'''

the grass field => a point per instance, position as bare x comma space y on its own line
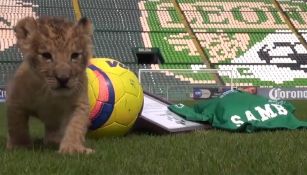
203, 152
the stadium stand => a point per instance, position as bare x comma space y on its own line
260, 41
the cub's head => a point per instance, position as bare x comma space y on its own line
56, 50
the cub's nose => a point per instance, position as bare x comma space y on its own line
63, 80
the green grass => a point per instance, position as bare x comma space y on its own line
202, 152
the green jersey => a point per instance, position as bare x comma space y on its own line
241, 111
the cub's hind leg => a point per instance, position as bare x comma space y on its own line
18, 129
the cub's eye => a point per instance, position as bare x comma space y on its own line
75, 56
47, 56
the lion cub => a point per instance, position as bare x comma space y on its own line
51, 83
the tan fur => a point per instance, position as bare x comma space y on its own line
51, 83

'''

▶ [Task requirements]: Switch every "cub's" in the records above to "lion's" and give all the lines again with nothing else changed. Leave the pictures out.

▶ [Task result]:
the grass field => a point per instance, position as bare x comma space y on its own line
203, 152
the stadium stand => a point per instance, position as bare x comma space y on its own line
260, 41
the lion's head => a point per instance, position as bare x comma space y on its own line
56, 50
the lion's nose => a point per instance, position as bare x comma space y on its own line
63, 80
the green grass => a point per instance, position as bare x comma space y on its own line
202, 152
the green jersey => a point per instance, position as bare x comma space y on its own line
241, 111
the lion's hind leg => a point per instance, position as bare x comma space y on its own line
18, 129
the lion's eye => a point per instance, position as bare x comma space y on its own line
75, 56
47, 56
the lion cub => a point per instance, position as bare x comma space y on its own line
51, 83
the tan fur => a point per instance, position as bare x comma space y on its own line
51, 83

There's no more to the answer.